Do Mushrooms Have Protein? The Answer May Surprise You!

Mushrooms are unusual organisms that are neither plants nor animals. They fall into a kingdom of their own, Kingdom Fungi, that includes mushrooms, molds, rusts, smuts and yeasts.

Although initially classified as plants, scientists soon realized fungi were more similar to animals.

Unlike plants that use photosynthesis to produce the nutrients they need, fungi and animals get the nutrients they need by digesting organic material. 

And, like animals, fungi breathe in oxygen and exhale CO2, whereas plants do the opposite.

But although they have their own kingdom, they’re often considered vegetables, and you’ll find mushrooms, the fruiting bodies of fungi, in the vegetable section of most grocery stores.

Because they’re rich in nutrients and active compounds, mushrooms are an excellent addition to a healthy diet.

And their meaty texture and earthy flavors make them ideal as meat substitutes in vegetarian and vegan dishes.

But do mushrooms have protein?

Yes, they do, and in the sections below, we’ll look at how much protein they have and compare the protein in mushrooms to meat and other vegetables.

Selection of fresh edible mushrooms including high-protein oyster, button, cremini and chanterelle mushrooms.

Are Mushrooms a Good Source of Protein?

Although mushrooms contain high-quality protein that’s easily absorbed, when compared to meat, they have a lot less protein.

──────

### Task set
a – For each statement, say whether it agrees with the mushroom article, answering yes or no and quoting the deciding words.
(i) Fungi were at first classified as plants.
(ii) Fungi, like plants, use photosynthesis to produce their nutrients.
(iii) Mushrooms have more protein than meat.
b – Answer these questions from the mushroom article:
(i) What kingdom do mushrooms fall into?
(ii) What gas do fungi exhale?
(iii) In what section of most grocery stores are mushrooms found?
c – Write out the portion of the mushroom article starting at "But although they" and ending at "most grocery stores.".
The rows that follow are separate material and do not relate to the mushroom article.

──────

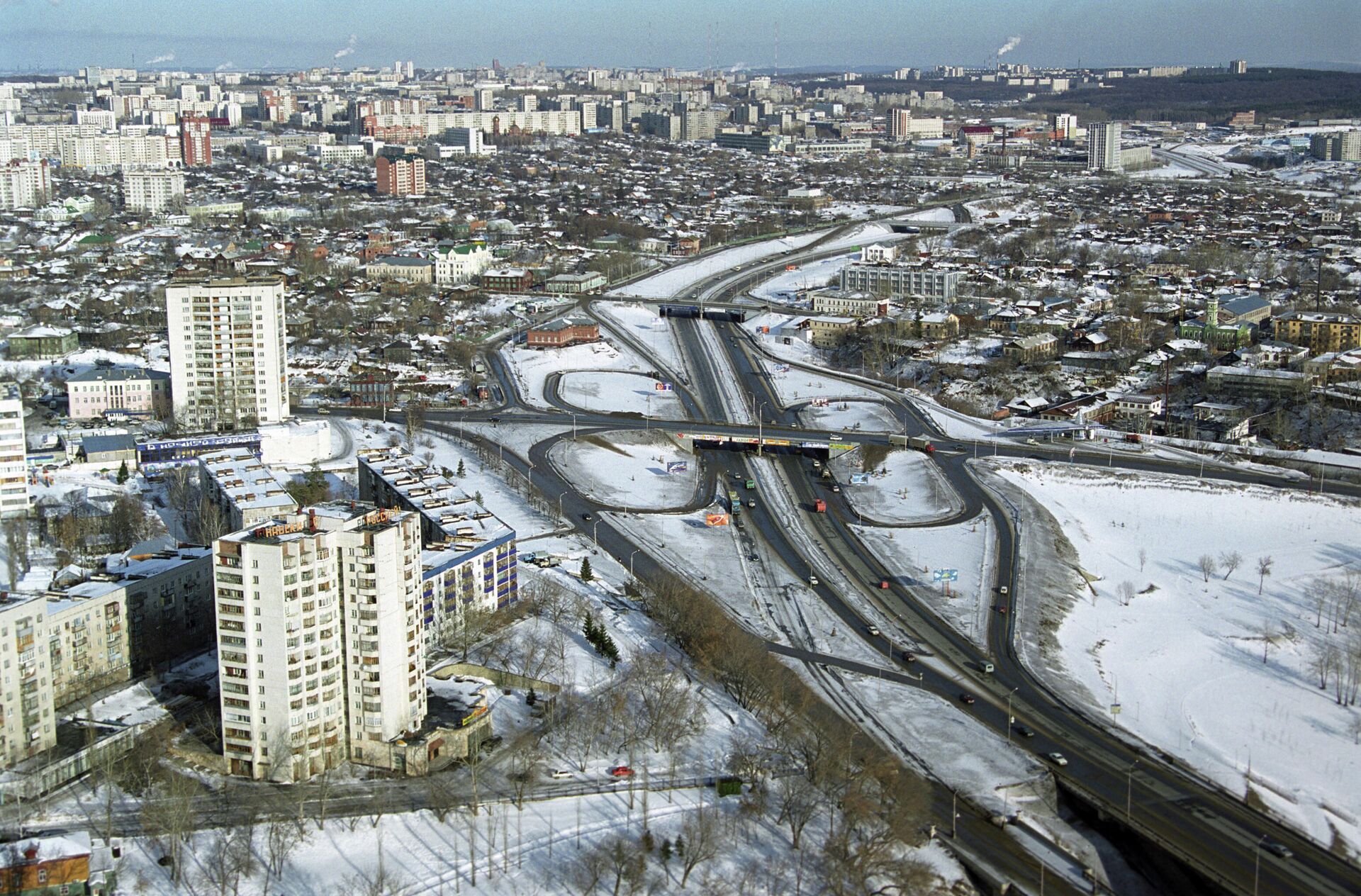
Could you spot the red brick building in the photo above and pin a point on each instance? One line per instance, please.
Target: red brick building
(401, 177)
(195, 140)
(564, 331)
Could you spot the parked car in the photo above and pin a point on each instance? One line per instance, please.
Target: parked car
(1277, 849)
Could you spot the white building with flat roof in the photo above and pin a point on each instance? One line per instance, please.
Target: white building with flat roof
(228, 350)
(14, 471)
(320, 642)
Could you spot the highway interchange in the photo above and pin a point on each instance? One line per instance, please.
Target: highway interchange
(1206, 828)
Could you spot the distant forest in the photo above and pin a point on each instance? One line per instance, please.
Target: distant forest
(1282, 93)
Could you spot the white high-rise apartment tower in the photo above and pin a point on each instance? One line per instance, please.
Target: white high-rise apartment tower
(1104, 146)
(228, 350)
(320, 640)
(14, 471)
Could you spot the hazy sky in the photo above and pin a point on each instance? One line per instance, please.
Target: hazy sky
(52, 34)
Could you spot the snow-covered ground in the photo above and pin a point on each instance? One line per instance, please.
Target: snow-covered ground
(625, 393)
(795, 386)
(912, 556)
(871, 417)
(629, 469)
(1211, 671)
(644, 325)
(532, 368)
(907, 488)
(680, 276)
(810, 275)
(931, 214)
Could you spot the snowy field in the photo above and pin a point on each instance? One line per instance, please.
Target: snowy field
(856, 415)
(783, 286)
(907, 488)
(625, 393)
(912, 554)
(532, 368)
(646, 326)
(1209, 669)
(628, 469)
(680, 276)
(794, 386)
(972, 352)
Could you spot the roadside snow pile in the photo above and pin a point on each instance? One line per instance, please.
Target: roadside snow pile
(680, 276)
(907, 488)
(628, 393)
(629, 469)
(870, 417)
(1208, 656)
(531, 368)
(783, 286)
(911, 557)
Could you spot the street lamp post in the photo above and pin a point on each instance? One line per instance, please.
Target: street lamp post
(1257, 865)
(1128, 790)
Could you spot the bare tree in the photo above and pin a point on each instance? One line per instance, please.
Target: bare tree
(1263, 571)
(1231, 560)
(701, 842)
(1208, 567)
(798, 801)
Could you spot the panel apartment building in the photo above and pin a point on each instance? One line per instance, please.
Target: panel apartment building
(228, 350)
(470, 557)
(320, 643)
(900, 281)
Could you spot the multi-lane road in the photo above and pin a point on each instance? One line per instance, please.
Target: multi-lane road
(1206, 828)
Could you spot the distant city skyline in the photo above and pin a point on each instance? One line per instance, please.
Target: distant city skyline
(199, 34)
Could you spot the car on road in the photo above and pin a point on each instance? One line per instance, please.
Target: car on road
(1277, 849)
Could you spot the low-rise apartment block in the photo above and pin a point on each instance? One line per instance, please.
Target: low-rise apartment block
(915, 281)
(470, 556)
(136, 391)
(245, 491)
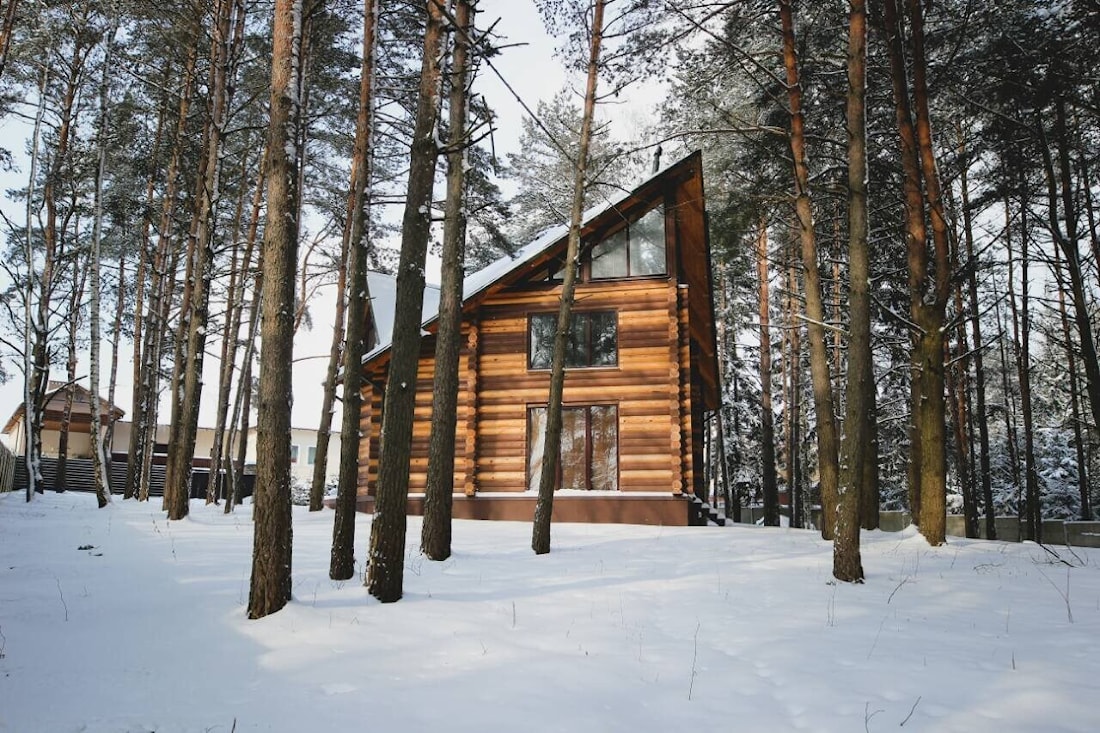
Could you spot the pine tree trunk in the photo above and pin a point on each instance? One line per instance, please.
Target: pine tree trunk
(234, 308)
(193, 329)
(827, 445)
(342, 555)
(436, 533)
(857, 447)
(548, 476)
(273, 536)
(98, 459)
(34, 380)
(7, 26)
(79, 276)
(162, 284)
(800, 510)
(1067, 240)
(979, 364)
(767, 417)
(931, 416)
(386, 561)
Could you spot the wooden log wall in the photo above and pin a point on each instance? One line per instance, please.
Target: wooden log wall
(496, 389)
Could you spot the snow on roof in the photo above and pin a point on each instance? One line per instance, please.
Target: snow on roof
(383, 290)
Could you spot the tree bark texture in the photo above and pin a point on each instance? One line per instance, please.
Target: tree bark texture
(548, 476)
(979, 364)
(767, 417)
(162, 284)
(95, 431)
(273, 533)
(386, 561)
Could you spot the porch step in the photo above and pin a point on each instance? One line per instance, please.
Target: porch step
(712, 514)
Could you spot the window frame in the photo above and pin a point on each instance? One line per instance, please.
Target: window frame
(630, 274)
(589, 457)
(590, 341)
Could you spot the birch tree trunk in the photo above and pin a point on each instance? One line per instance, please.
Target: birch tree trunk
(979, 364)
(551, 456)
(98, 459)
(155, 321)
(858, 446)
(767, 417)
(342, 555)
(386, 556)
(33, 381)
(234, 307)
(436, 533)
(273, 536)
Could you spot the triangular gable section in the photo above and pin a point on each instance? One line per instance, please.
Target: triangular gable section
(551, 242)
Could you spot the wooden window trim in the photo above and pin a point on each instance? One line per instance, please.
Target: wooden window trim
(587, 335)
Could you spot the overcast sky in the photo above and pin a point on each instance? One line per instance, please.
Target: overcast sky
(527, 64)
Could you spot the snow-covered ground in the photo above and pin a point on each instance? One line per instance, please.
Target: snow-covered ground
(119, 621)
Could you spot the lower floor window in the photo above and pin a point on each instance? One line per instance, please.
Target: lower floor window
(589, 447)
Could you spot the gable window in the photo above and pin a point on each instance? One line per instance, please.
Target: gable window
(589, 447)
(635, 251)
(593, 339)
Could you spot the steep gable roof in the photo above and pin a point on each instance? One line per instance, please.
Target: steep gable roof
(508, 269)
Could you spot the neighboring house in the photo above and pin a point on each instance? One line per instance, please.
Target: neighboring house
(304, 453)
(641, 380)
(79, 422)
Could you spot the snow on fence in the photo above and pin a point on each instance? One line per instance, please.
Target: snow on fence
(1055, 532)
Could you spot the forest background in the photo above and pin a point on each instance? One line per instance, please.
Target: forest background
(1013, 101)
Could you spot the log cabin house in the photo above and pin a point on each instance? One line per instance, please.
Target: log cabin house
(641, 370)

──────

### Responses
a –
(i) Yes: "Although initially classified as plants, scientists soon realized fungi were more similar to animals."
(ii) No: "Unlike plants that use photosynthesis to produce the nutrients they need, fungi and animals get the nutrients they need by digesting organic material."
(iii) No: "when compared to meat, they have a lot less protein."

b –
(i) Kingdom Fungi
(ii) CO2
(iii) The vegetable section

c –
But although they have their own kingdom, they’re often considered vegetables, and you’ll find mushrooms, the fruiting bodies of fungi, in the vegetable section of most grocery stores.